(Source data)
-- START --
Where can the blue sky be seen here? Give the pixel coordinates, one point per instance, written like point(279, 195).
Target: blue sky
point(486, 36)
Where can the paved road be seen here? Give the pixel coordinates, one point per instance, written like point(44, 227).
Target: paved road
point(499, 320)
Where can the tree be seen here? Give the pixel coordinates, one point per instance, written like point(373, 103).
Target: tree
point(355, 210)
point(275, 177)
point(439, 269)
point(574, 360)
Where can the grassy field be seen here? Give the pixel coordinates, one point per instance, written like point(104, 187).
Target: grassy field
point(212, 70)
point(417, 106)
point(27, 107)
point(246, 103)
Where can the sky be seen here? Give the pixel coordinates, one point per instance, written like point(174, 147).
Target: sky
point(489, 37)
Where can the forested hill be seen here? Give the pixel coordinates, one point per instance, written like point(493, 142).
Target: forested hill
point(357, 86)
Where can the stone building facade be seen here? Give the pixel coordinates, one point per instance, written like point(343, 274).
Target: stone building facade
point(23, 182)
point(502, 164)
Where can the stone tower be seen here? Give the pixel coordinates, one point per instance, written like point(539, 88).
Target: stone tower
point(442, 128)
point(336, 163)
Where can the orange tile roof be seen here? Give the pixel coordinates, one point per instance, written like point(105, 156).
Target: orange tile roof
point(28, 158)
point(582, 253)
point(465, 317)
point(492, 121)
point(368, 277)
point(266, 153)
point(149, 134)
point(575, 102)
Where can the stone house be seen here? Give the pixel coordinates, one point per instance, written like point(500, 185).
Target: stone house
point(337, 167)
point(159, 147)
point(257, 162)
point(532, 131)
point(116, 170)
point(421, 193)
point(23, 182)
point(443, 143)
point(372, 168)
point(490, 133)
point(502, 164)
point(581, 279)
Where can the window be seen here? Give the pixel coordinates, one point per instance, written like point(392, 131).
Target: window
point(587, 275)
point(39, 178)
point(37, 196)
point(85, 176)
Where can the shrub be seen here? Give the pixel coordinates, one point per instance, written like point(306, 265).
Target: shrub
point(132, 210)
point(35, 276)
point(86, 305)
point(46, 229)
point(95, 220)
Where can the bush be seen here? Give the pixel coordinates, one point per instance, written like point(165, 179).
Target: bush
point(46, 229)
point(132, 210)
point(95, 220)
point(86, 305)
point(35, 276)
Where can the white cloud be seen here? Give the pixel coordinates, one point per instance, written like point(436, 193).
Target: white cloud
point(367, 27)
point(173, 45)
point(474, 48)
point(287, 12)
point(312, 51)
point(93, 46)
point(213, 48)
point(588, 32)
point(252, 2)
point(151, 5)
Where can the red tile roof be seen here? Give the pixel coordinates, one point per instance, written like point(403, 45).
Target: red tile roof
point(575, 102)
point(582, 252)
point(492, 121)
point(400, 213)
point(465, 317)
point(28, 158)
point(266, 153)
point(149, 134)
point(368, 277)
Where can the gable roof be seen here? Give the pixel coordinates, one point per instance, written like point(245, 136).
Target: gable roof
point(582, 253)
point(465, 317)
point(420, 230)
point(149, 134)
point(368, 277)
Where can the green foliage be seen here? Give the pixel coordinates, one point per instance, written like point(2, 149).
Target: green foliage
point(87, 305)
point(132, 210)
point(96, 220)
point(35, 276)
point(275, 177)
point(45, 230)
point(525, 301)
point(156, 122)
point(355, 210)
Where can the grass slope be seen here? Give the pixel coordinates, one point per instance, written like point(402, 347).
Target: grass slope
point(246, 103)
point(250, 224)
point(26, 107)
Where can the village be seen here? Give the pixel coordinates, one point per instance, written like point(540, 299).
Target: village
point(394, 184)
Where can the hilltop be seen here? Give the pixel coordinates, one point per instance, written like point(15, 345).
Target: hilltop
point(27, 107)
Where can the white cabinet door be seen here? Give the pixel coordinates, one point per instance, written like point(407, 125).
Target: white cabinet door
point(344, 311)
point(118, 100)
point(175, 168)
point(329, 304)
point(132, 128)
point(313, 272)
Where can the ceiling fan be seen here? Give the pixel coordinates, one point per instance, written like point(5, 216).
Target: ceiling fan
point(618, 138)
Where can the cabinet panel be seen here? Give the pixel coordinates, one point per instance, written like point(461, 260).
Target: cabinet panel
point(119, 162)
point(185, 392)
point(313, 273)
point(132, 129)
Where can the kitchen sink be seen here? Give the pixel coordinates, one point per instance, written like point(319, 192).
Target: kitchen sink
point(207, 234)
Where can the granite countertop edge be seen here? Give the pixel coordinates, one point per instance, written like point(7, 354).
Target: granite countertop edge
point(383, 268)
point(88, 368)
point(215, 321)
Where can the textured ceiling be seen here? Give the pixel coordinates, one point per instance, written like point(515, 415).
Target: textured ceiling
-- END --
### Given instruction
Convert every line of the source data above into a numbered list, leaving out any blank lines.

### Result of the exercise
1. Where can the blue sky be seen here? Give the pixel coordinates, one point per instance, written like point(279, 195).
2. Target: blue sky
3. point(486, 36)
4. Where can the paved road be seen here? Give the pixel coordinates, one point per instance, written like point(44, 227).
5. Target: paved road
6. point(499, 320)
7. Where can the tree be seen here? Give the pixel coordinates, one point per instance, written like point(373, 103).
8. Target: tree
9. point(355, 210)
10. point(275, 177)
11. point(439, 269)
12. point(574, 360)
13. Where can the grassy field be seen here? Give the pixel coordinates, one point per instance, written like point(104, 187).
14. Target: grassy field
15. point(212, 70)
16. point(417, 106)
17. point(27, 107)
18. point(246, 103)
19. Where can the sky be seen here? Give the pixel coordinates, one point per instance, written like point(174, 147).
20. Target: sky
21. point(489, 37)
22. Where can the forested hill be seen here? Give the pixel coordinates, one point per instance, written like point(493, 142).
23. Target: forested hill
24. point(357, 86)
25. Where can the stone building facade be seen here? Give the pixel coordinates, one point per instance, written like point(343, 274).
26. Target: stone building facade
27. point(23, 182)
28. point(502, 164)
29. Where can the stone tower be seen here? Give the pixel coordinates, one point per instance, written like point(539, 88).
30. Target: stone tower
31. point(442, 128)
32. point(336, 163)
33. Where can the orange tile roof be seen here? Give the pixel coordinates, one point per instance, written like point(105, 156).
34. Target: orange tile roof
35. point(28, 158)
36. point(582, 253)
37. point(465, 317)
38. point(492, 121)
39. point(368, 277)
40. point(266, 153)
41. point(149, 134)
42. point(575, 102)
43. Where can the stone house be seen here? Give the pixel coordinates, one point per instance, written like point(500, 185).
44. Target: stone house
45. point(337, 167)
46. point(159, 147)
47. point(257, 162)
48. point(532, 131)
49. point(116, 170)
50. point(421, 193)
51. point(23, 182)
52. point(443, 143)
53. point(372, 168)
54. point(490, 133)
55. point(502, 164)
56. point(581, 279)
57. Where can the window be seen here? Give the pixel coordinates, one point per instance, written like point(392, 131).
58. Target: window
59. point(587, 275)
60. point(39, 178)
61. point(37, 196)
62. point(85, 176)
63. Where can the shrub be seen here? Give the pixel coordinates, one point per instance, written like point(306, 265).
64. Target: shrub
65. point(132, 210)
66. point(35, 276)
67. point(86, 305)
68. point(46, 229)
69. point(95, 220)
70. Where can the bush be seen here? Give the pixel coordinates, one point per instance, written like point(165, 179).
71. Target: bush
72. point(46, 229)
73. point(132, 210)
74. point(95, 220)
75. point(86, 305)
76. point(35, 276)
77. Where can the white cloud be seen here? Give the pixel coordinates, one point per instance, written like point(436, 193).
78. Target: white cloud
79. point(367, 27)
80. point(173, 45)
81. point(474, 48)
82. point(287, 12)
83. point(312, 51)
84. point(93, 46)
85. point(213, 48)
86. point(588, 32)
87. point(252, 2)
88. point(151, 5)
89. Where can the red tile roof be seen here? Give the pixel coordinates, one point per instance, written like point(403, 45).
90. Target: red tile roof
91. point(575, 102)
92. point(582, 252)
93. point(492, 121)
94. point(400, 213)
95. point(465, 317)
96. point(28, 158)
97. point(266, 153)
98. point(149, 134)
99. point(368, 277)
100. Where can the gable roof be seen here? Give the pixel coordinates, one point per instance, written like point(245, 136).
101. Target: gable roof
102. point(582, 253)
103. point(465, 317)
104. point(420, 230)
105. point(149, 134)
106. point(368, 277)
107. Where can the green foliage be seen here? Give the pixel coordinates, one point per instance, written like point(2, 149).
108. Target: green foliage
109. point(87, 305)
110. point(132, 210)
111. point(96, 220)
112. point(35, 276)
113. point(275, 177)
114. point(45, 230)
115. point(525, 301)
116. point(156, 122)
117. point(355, 210)
118. Where can the grass slope be seen here? Give the pixel coordinates, one point per instance, written like point(402, 347).
119. Target: grass slope
120. point(246, 103)
121. point(250, 224)
122. point(26, 107)
123. Where can the village be seen here? Give the pixel coordinates, one point per instance, written like point(540, 299).
124. Target: village
125. point(394, 184)
126. Where can the hilltop be seen here? Give the pixel coordinates, one point per instance, written like point(15, 345).
127. Target: hilltop
128. point(27, 107)
129. Where can the white cabinet door be seen here? Give the pixel coordinates, one point per instance, written like point(407, 125).
130. Target: white cabinet door
131. point(344, 311)
132. point(118, 100)
133. point(175, 168)
134. point(329, 304)
135. point(132, 128)
136. point(313, 272)
137. Where can the ceiling fan be seen here? Give the pixel coordinates, one point per instance, written like point(5, 216).
138. Target: ceiling fan
139. point(618, 138)
140. Where can the cabinet panel be seen here? Give the pixel coordinates, one point per instance, written like point(461, 260).
141. Target: cabinet panel
142. point(119, 162)
143. point(185, 392)
144. point(313, 273)
145. point(132, 129)
146. Where can the kitchen sink be seen here? Give the pixel coordinates, one point per instance, written like point(319, 192).
147. Target: kitchen sink
148. point(207, 234)
149. Where can the granite countertop edge be seen here? Give the pixel coordinates, one point per instance, written like point(7, 354).
150. Target: granite countertop edge
151. point(383, 268)
152. point(88, 368)
153. point(215, 321)
154. Where can the textured ceiling be seen here? Give the pixel coordinates, one point per instance, written like point(515, 415).
155. Target: textured ceiling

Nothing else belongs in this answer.